_Problem description_
Give all of the records again precisely, excluding whatever pictures they contain.

Referring expression data
* * *
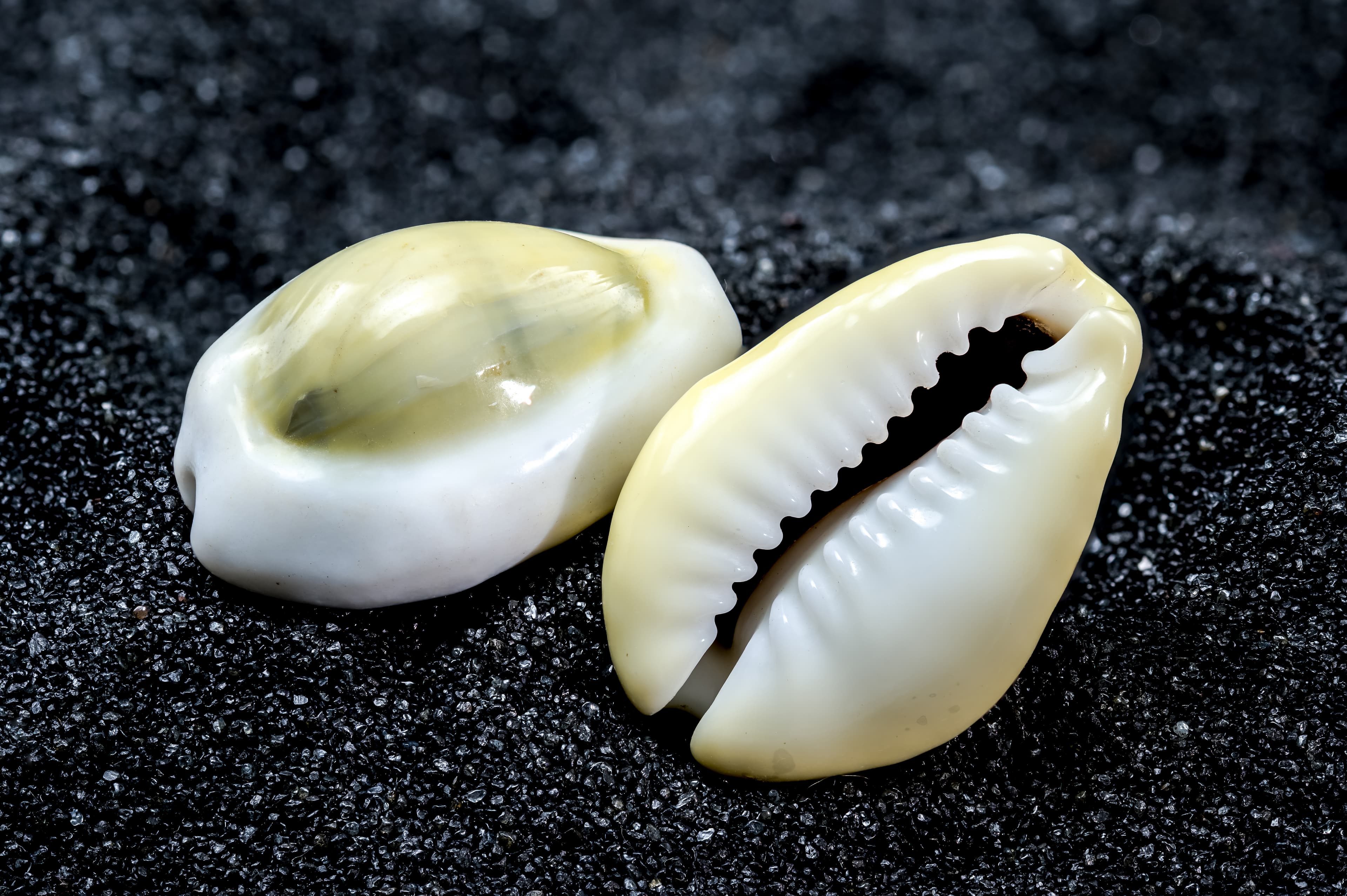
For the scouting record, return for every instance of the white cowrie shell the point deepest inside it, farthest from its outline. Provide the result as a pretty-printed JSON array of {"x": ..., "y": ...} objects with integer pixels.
[
  {"x": 429, "y": 407},
  {"x": 906, "y": 614}
]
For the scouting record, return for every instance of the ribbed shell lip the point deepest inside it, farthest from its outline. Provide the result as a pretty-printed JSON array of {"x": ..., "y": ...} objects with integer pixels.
[{"x": 748, "y": 445}]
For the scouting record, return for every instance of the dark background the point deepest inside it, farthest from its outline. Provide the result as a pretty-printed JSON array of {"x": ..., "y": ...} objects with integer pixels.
[{"x": 1180, "y": 728}]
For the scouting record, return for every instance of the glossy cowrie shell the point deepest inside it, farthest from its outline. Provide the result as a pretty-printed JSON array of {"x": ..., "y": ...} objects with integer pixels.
[
  {"x": 429, "y": 407},
  {"x": 904, "y": 615}
]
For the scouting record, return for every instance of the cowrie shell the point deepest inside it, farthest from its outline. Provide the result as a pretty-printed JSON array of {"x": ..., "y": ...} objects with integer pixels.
[
  {"x": 429, "y": 407},
  {"x": 906, "y": 614}
]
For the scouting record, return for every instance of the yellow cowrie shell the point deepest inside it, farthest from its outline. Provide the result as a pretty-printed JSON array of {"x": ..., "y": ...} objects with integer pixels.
[
  {"x": 907, "y": 612},
  {"x": 431, "y": 406}
]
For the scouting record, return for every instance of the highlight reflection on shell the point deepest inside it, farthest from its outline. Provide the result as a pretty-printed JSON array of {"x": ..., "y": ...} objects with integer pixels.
[
  {"x": 431, "y": 406},
  {"x": 906, "y": 614}
]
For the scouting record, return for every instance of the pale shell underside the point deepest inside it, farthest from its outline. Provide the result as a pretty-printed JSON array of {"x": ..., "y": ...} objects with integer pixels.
[{"x": 906, "y": 614}]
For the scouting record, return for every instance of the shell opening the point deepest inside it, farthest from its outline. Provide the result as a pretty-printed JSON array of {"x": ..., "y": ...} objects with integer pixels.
[{"x": 965, "y": 386}]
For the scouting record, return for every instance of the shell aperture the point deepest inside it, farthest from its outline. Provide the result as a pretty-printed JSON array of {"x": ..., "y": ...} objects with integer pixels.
[
  {"x": 904, "y": 615},
  {"x": 431, "y": 406}
]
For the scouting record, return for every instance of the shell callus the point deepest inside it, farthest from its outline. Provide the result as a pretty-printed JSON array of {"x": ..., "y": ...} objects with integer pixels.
[
  {"x": 429, "y": 407},
  {"x": 900, "y": 618}
]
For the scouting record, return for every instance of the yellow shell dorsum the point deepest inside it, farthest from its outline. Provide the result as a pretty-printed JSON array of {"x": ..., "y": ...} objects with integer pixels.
[
  {"x": 426, "y": 409},
  {"x": 902, "y": 616},
  {"x": 430, "y": 332}
]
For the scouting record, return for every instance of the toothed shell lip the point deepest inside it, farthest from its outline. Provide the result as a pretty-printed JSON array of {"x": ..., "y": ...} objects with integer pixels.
[
  {"x": 661, "y": 606},
  {"x": 285, "y": 520}
]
* * *
_Exercise result_
For the scouting record, return for every instance of the white cowrie shell the point deepest inside it, farthest from its outline. Provide the result as a pretty-printed JSON array of {"x": ..., "y": ...} objects with integer pixels.
[
  {"x": 429, "y": 407},
  {"x": 906, "y": 614}
]
For the scouting record, return for every instance of the ribbed shell lip the point deepest inside it, farthest from its outline. Provide the result as a pretty-printed JSON array of {"x": ..., "y": ...} objects with integer pixels.
[{"x": 748, "y": 445}]
For the scouting record, return for every instance of the dark background the point deepest inside it, farthest from its outline. Provide the result as a pretty-printed JSON array of {"x": ..., "y": ...} objects with integer pixels.
[{"x": 1180, "y": 728}]
For the scouting record, return for every instance of the glossy cowrie shell the point deepest inside it, farthest from its outline. Provide the result as a pretty-printed JSON array of {"x": ..., "y": ...} objects with integer pixels.
[
  {"x": 429, "y": 407},
  {"x": 904, "y": 615}
]
For the scouting record, return for every instance of the cowrie shell the point deepest inside it, farthest from its outline. Provide the result as a pretty-printed JSON array of {"x": ..., "y": ...} objects with integer pixels.
[
  {"x": 429, "y": 407},
  {"x": 906, "y": 614}
]
For the scouting record, return for every instance of the yellow cowrie shell the point deepest inside it, farthest from its outline. Provide the result as a pretty-printed JSON array of {"x": ..., "y": ...} objects with integer pixels.
[
  {"x": 907, "y": 612},
  {"x": 431, "y": 406}
]
For the scouting record, return for every instance of the highlight reflection on shell the point deepest inside it, farthest from its outline. Provide the result as a pretty-printed JSON array of {"x": ..., "y": ...} objects with integer pixels.
[
  {"x": 431, "y": 406},
  {"x": 906, "y": 614}
]
For the scouting record, return for every instance of the pale shell underside the point deepest inside it, farthest from its outline. Provide the result as a pretty-printed JSON array of {"x": ..., "y": ...} objects with integer pixels.
[{"x": 906, "y": 614}]
For the scouting record, return for every instance of the shell opening the point deepest inside it, farthest from its outline. Provide the result as a pretty-printed JSON array of {"x": ..., "y": ...} objects with integer pixels.
[{"x": 965, "y": 386}]
For the scouting record, return for every instance of the shell aperture the point deepest inside it, farthest from its outline. Provide the result as a pretty-printed JSON array of {"x": ..., "y": ...} objects with integer pixels.
[
  {"x": 904, "y": 615},
  {"x": 431, "y": 406}
]
For the scouting record, return for every instance of the shell callus the point deepest inside it, farthest from its outline. Provide the result as a pretty-printed JSON array of {"x": ..., "y": ...} objects with integer pixels.
[
  {"x": 429, "y": 407},
  {"x": 900, "y": 618}
]
For the scouting record, return for every instance of the yellow shell dorsum the point deepest inside it, farthest from its outline. Provide the result as a pretty-printed JSON array of {"x": ..., "y": ...} objects with integer pixels.
[
  {"x": 426, "y": 409},
  {"x": 902, "y": 616},
  {"x": 430, "y": 332}
]
For the scouting record, return for every instance of the toothed shell lip the point deepest inside it, farthest from its outline. Provide the result as a pretty-printed JSON array of {"x": ..., "y": ...} objects with integer pixels.
[
  {"x": 661, "y": 606},
  {"x": 285, "y": 520}
]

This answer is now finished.